## Data rows
begin
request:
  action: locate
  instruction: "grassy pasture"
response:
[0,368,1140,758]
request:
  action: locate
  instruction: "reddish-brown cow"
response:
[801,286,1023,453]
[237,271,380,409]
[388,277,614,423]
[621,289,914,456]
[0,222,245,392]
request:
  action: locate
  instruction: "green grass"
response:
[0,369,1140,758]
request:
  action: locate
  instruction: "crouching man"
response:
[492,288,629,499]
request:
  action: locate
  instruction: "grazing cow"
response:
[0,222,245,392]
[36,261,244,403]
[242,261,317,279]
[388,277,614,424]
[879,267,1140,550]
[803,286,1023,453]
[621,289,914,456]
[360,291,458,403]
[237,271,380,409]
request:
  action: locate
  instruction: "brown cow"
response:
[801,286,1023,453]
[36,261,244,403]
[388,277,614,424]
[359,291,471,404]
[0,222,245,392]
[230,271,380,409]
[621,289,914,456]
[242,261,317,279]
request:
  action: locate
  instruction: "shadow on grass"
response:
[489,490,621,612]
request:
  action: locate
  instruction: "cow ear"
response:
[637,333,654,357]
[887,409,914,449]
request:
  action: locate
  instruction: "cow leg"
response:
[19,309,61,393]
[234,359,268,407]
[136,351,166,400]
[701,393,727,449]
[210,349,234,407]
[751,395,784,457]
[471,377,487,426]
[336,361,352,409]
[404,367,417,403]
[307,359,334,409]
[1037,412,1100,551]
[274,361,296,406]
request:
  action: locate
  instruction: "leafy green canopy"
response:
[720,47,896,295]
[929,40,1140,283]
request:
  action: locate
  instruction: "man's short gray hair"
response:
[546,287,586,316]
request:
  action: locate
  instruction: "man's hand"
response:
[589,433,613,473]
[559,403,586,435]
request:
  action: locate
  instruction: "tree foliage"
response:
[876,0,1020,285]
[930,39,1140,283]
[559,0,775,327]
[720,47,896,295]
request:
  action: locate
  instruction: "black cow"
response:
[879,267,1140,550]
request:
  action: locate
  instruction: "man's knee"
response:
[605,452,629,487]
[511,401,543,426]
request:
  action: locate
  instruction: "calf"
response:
end
## Written problem
Find each line in the material that contains the string "brown", and copy those lines out. Matching is case-sensitive.

## Task response
  instruction: "reddish-brown cow"
  instruction: "brown cow"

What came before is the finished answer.